Selected passage:
-- Opening Marker --

Pharmacoproteomics investigation of the mechanisms of hormone therapy resistance in breast cancer

There is a need to establish a greater understanding of acquisition of drug resistance mechanisms in order to develop therapeutic strategies to counter them. A case in point is the use of Tamoxifen in the treatment of breast cancer. Tamoxifen, a selective estrogen receptor modulator, has proven effective in both early and advanced stages of breast cancer. In addition, depriving receptors of ligand using aromatase inhibitors and degrading receptors through pure nonsteroidal anti-estrogens has also proven effective. Unfortunately, after initial success, a large portion of these tumours will develop resistance.

Pharmacoproteomics is an emerging discipline that has the key strengths of allowing the monitoring of the expression of several proteins to allow comparison between subjects treated with drugs or placebo control, or the monitoring of expression changes over a treatment course. By combining proteomics data with bioinformatics tools it is possible to establish significant protein-protein interactions which may contribute to the progression of disease, response to treatment or acquisition of resistance. Whilst some work has been done using breast cancer cell lines in vitro and to a lesser extent using patient biopsies, little has been done to evaluating tumour in an experimental in vivo setting. This latter approach provides an opportunity to study the interaction between tumour cells and supporting cells (e.g. stromal cells, endothelial cells) which are essential to support tumour propagation and the effectiveness of anti-cancer drugs.

-- Closing Marker --

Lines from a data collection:
-- Opening Marker --

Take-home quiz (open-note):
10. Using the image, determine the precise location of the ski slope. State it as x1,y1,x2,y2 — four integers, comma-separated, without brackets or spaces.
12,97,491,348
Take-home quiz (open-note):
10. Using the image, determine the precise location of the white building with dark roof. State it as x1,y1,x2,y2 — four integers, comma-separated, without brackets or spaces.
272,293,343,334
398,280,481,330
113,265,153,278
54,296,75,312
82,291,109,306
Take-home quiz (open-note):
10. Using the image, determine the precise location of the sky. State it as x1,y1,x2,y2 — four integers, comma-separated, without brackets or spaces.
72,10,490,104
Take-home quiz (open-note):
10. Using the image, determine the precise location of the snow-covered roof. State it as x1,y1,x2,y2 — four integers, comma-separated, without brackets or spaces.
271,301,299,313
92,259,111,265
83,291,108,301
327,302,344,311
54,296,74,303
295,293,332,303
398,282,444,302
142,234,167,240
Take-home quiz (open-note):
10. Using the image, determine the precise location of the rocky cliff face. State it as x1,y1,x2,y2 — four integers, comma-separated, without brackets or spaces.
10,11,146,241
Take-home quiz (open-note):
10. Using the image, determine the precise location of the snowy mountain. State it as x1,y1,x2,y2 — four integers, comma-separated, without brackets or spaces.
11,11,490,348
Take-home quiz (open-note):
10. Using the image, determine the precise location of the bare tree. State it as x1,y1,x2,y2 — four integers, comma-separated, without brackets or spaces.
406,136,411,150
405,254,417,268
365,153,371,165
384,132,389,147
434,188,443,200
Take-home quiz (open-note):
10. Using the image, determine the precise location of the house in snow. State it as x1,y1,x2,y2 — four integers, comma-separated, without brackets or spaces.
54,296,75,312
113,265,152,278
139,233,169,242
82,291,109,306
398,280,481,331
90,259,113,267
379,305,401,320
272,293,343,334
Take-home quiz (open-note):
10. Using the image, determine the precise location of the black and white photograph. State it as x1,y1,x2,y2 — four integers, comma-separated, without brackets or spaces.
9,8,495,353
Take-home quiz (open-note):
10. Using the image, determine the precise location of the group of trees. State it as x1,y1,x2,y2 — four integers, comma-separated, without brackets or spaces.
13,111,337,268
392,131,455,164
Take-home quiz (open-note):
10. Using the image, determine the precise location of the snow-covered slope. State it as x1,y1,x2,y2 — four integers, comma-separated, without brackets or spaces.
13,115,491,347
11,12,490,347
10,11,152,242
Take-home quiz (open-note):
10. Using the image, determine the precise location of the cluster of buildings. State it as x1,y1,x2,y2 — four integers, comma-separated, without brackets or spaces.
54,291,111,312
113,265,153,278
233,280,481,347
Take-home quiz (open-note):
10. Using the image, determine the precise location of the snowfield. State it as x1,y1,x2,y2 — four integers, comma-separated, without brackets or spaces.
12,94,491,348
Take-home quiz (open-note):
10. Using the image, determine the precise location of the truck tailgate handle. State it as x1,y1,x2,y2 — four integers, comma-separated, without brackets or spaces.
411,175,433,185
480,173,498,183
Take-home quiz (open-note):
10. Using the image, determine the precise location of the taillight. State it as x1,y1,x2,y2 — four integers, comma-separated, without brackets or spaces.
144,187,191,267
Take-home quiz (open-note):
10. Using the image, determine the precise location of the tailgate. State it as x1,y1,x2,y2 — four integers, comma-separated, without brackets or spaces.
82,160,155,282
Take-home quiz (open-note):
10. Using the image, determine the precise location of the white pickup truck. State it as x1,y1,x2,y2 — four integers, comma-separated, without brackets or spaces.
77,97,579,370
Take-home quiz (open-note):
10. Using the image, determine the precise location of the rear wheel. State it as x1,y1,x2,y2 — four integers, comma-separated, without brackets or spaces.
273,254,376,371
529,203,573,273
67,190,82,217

-- Closing Marker --

Aim of the exercise:
Continue the passage on pharmacoproteomics and hormone therapy resistance in breast cancer, beginning after its final sentence.

Task response:
In this project we will use quantitative pharmacoproteomics techniques to study the response to tamoxifen and acquisition of resistance in human mammary tumour xenograft models in vivo, using the MCF-7 tumour cell line transplanted subcutaneously in mice. Initially, MCF-7 tamoxifen-resistant sub-lines will be established and the protein profiles of untreated wild type and resistant cell lines will be compared. Proteomic analysis of WT and tamoxifen-resistant xenografts will then be studied over a time course of drug treatment.
Identified proteins for which an intervention may reduce the potential for acquired resistance will be further investigated in vitro to confirm their role in the process of resistance. There will be scope within the project to create additional hormone therapy-resistance cell lines, explore their proteomic profiles for common mechanism of action and investigate the impact of drug administration on the proteomes of other vital organs in xenograft models.

The project will enable the PhD student to learn a diverse range of techniques including, cell culture protein preparation, proteomics techniques including (iTRAQ quantitation, nanoHPLC, mass spectrometry, bioinformatics), Western blotting and immunohistochemistry.